Science

'Survival of the Laziest' Gains Support as a Strong Evolutionary Strategy

"You can’t just decide to be lazy as an individual and expect to live longer."

Unsplash / JESHOOTS.COM

Good news, fellow couch-dwellers! Our laziness has scientific support. Well, kind of — you have to be an oyster to claim this one. While humans need to exercise to maintain physical and mental health, for some organisms, it’s actually better in the long run to expend less energy.

In a paper published Tuesday in the journal Proceedings of the Royal Society B, a team of scientists at Oxford University and the University of Kansas shows evidence that over a period of 5.33 million years, prehistoric mollusks in the Western Atlantic Ocean that required less energy to survive were less likely to go extinct. While laziness wouldn’t likely be a conscious choice for those sea creatures (bivalves like clams and oysters, and gastropods like snails and conchs), scientifically, it helped their chances for a long life.

Scientists calculated the basal metabolic rate of the organisms from fossil remains and confirmed that a lower basal metabolic rate is associated with longer lifespans in individual organisms. This was expected, but they also made the surprising discovery that this same relationship was true for populations as a whole.

“There was no reason to expect that effects that apply to individuals also apply to species. So there wasn’t necessarily a reason to expect that the extinction of a species should be related to metabolic rate in the same way as the lifespan of an individual is,” Luke Strotz, Ph.D., a postdoctoral researcher in paleontology at the University of Kansas and the first author on the paper, tells Inverse.

Researchers examined Anadara aequalitas, a species of bivalve, as part of a study on the relationship between metabolism and individual, species, and community survival. They found that lower metabolism can enhance survival at all levels.

--------------------------------

## Task item
Copy the article on lazy mollusks and extinction word for word, from beginning to end.

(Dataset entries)
--------------------------------

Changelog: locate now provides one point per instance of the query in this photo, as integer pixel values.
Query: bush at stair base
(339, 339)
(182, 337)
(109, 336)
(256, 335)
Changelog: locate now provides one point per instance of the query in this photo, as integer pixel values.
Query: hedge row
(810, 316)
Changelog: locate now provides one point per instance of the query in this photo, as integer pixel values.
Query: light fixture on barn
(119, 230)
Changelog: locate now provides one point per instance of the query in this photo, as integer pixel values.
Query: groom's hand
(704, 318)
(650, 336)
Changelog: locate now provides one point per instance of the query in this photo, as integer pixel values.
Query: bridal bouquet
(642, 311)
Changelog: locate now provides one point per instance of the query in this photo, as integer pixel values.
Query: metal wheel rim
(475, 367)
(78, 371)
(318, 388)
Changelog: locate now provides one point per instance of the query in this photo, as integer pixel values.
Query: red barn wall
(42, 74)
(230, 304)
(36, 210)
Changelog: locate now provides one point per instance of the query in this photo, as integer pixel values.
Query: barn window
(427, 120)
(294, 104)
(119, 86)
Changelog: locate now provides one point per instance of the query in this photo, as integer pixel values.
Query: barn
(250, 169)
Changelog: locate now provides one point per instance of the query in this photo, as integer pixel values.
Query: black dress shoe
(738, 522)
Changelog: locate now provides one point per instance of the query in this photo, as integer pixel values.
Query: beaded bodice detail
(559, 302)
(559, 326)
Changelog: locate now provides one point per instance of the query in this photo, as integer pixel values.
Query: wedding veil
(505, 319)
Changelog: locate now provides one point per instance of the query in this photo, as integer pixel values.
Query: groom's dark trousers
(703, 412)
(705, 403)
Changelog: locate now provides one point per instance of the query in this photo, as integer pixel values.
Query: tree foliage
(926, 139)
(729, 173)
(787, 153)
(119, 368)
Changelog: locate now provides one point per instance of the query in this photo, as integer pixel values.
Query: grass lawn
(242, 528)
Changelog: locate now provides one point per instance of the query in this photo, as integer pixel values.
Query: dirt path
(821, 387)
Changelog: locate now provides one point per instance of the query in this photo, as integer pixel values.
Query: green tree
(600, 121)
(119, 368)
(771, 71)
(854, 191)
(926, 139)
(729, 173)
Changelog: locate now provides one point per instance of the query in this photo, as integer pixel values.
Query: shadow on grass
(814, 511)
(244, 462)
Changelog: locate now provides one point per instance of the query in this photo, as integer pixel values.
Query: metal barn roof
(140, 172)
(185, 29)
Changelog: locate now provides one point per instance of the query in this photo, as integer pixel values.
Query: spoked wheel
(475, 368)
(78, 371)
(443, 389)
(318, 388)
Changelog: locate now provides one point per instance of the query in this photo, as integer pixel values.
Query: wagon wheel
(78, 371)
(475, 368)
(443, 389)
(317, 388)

--------------------------------

## Solution for this task
Science

'Survival of the Laziest' Gains Support as a Strong Evolutionary Strategy

"You can’t just decide to be lazy as an individual and expect to live longer."

Unsplash / JESHOOTS.COM

Good news, fellow couch-dwellers! Our laziness has scientific support. Well, kind of — you have to be an oyster to claim this one. While humans need to exercise to maintain physical and mental health, for some organisms, it’s actually better in the long run to expend less energy.

In a paper published Tuesday in the journal Proceedings of the Royal Society B, a team of scientists at Oxford University and the University of Kansas shows evidence that over a period of 5.33 million years, prehistoric mollusks in the Western Atlantic Ocean that required less energy to survive were less likely to go extinct. While laziness wouldn’t likely be a conscious choice for those sea creatures (bivalves like clams and oysters, and gastropods like snails and conchs), scientifically, it helped their chances for a long life.

Scientists calculated the basal metabolic rate of the organisms from fossil remains and confirmed that a lower basal metabolic rate is associated with longer lifespans in individual organisms. This was expected, but they also made the surprising discovery that this same relationship was true for populations as a whole.

“There was no reason to expect that effects that apply to individuals also apply to species. So there wasn’t necessarily a reason to expect that the extinction of a species should be related to metabolic rate in the same way as the lifespan of an individual is,” Luke Strotz, Ph.D., a postdoctoral researcher in paleontology at the University of Kansas and the first author on the paper, tells Inverse.

Researchers examined Anadara aequalitas, a species of bivalve, as part of a study on the relationship between metabolism and individual, species, and community survival. They found that lower metabolism can enhance survival at all levels.